* [Provided text]:
###

A new commemorative era
- Published: Mar 2, 2012, 7 PM
Last month’s installment of “Making Moderns” discussed the low-mintage Uncirculated 2011-D U.S. Army commemorative half dollar, of which just 39,461 were produced. It seems fitting this month to discuss the coin that signaled the rebirth of the modern commemorative coin program: the 1982 silver half dollar commemorating the 250th anniversary of George Washington’s birth.
Its production marked the restoration of the U.S. Mint’s commemorative coin program, which began strong in 1892 with the World’s Columbian Exposition half dollar and ended with a whimper in 1954 with the production of the final Booker T. Washington-George Washington Carver half dollar.
During congressional hearings on the bill to authorize the 1982 commemorative half dollars, legislators heard testimony from George Hatie, then president of the American Numismatic Association, and coin dealer Anthony Swiatek. Congress agreed with the Treasury Department’s suggestion that the U.S. Mint be allowed to use leftover silver from its Eisenhower dollar program.

###

* [Excerpted records]:
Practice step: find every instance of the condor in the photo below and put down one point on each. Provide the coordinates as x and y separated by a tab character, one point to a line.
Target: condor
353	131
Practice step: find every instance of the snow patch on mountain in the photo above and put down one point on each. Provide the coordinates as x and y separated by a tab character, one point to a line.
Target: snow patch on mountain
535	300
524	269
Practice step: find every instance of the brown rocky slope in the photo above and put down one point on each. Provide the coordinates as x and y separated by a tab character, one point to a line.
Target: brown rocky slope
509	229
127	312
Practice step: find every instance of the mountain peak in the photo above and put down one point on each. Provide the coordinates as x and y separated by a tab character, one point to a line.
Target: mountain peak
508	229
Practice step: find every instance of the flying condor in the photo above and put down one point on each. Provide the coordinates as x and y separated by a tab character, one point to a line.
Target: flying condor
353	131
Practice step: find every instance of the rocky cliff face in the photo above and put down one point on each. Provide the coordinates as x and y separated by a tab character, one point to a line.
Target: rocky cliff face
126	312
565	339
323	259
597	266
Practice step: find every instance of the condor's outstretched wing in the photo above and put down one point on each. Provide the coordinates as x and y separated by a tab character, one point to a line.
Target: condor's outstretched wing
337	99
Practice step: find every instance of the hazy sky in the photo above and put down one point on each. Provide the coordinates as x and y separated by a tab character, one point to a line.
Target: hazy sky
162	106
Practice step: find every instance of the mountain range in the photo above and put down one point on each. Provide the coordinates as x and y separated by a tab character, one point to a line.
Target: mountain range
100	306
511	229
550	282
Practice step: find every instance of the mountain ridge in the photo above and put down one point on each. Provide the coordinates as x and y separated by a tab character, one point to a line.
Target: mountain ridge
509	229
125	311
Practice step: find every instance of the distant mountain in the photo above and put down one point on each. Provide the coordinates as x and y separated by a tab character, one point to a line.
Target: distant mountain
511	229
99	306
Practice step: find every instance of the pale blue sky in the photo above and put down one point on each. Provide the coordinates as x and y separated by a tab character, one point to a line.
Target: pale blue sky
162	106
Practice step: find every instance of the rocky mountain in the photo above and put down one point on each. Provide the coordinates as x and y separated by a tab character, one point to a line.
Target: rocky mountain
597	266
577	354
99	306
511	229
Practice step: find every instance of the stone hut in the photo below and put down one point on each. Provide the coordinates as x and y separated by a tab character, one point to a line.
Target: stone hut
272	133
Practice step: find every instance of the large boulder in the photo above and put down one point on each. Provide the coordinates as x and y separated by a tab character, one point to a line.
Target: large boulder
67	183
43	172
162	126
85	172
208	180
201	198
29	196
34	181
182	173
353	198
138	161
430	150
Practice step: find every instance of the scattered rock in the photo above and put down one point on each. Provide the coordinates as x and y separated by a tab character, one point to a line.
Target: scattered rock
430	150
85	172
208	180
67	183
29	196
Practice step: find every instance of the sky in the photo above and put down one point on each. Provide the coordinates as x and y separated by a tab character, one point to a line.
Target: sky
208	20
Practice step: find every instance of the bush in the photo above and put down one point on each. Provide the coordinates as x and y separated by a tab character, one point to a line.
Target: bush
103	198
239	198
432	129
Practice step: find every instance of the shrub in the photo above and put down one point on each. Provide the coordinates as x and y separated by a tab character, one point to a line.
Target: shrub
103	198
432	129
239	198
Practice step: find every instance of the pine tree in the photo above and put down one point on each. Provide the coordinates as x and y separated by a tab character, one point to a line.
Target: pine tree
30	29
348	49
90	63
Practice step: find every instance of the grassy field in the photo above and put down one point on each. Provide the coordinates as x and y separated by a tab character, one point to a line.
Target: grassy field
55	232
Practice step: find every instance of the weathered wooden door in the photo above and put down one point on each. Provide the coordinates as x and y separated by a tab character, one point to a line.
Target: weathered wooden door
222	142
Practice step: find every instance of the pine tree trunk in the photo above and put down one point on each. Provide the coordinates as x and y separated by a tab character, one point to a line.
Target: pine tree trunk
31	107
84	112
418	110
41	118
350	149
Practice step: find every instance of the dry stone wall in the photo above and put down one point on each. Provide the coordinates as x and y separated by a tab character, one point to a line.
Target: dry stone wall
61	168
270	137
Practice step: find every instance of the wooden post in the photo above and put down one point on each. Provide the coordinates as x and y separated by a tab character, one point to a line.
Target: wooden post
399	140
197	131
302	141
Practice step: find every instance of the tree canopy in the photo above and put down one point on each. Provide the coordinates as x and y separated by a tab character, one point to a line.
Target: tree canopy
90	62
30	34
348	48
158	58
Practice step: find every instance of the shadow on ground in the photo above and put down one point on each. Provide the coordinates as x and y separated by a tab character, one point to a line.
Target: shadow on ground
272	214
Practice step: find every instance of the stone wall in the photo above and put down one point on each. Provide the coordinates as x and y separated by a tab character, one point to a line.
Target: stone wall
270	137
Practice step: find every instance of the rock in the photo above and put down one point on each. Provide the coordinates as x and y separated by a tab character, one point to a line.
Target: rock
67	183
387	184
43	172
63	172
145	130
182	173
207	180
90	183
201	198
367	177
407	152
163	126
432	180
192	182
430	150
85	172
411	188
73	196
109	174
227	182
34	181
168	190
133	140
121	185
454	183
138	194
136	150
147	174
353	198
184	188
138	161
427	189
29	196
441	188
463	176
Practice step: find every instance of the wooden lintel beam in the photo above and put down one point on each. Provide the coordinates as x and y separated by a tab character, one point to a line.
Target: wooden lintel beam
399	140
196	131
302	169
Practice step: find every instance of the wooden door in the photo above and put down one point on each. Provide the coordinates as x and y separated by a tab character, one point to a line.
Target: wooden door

###

* [Goal of the exercise]: Please write out the commemorative coin article in full, word for word.

* [Solution to the exercise]:
A new commemorative era
- Published: Mar 2, 2012, 7 PM
Last month’s installment of “Making Moderns” discussed the low-mintage Uncirculated 2011-D U.S. Army commemorative half dollar, of which just 39,461 were produced. It seems fitting this month to discuss the coin that signaled the rebirth of the modern commemorative coin program: the 1982 silver half dollar commemorating the 250th anniversary of George Washington’s birth.
Its production marked the restoration of the U.S. Mint’s commemorative coin program, which began strong in 1892 with the World’s Columbian Exposition half dollar and ended with a whimper in 1954 with the production of the final Booker T. Washington-George Washington Carver half dollar.
During congressional hearings on the bill to authorize the 1982 commemorative half dollars, legislators heard testimony from George Hatie, then president of the American Numismatic Association, and coin dealer Anthony Swiatek. Congress agreed with the Treasury Department’s suggestion that the U.S. Mint be allowed to use leftover silver from its Eisenhower dollar program.